WHAT IS BEING ASKED >> Note each line in the data holding the string "every" and report it.
─── ENTRIES SUPPLIED ───
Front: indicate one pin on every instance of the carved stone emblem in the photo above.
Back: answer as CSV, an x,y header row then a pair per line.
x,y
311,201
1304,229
───
─── ENTRIES SUPPLIED ───
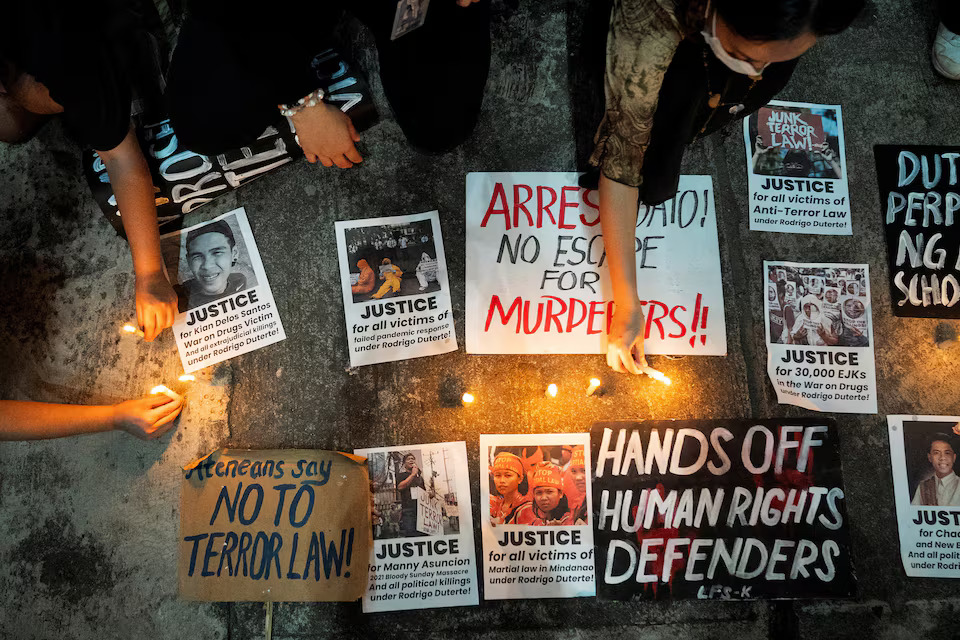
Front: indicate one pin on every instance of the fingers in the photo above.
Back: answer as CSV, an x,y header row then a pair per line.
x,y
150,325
───
YOUR RESPONSE >>
Front: indicate one pin on every instance of the carved stone emblem in the photo above.
Front: indicate one pin on every instance of the fingers in the photo above.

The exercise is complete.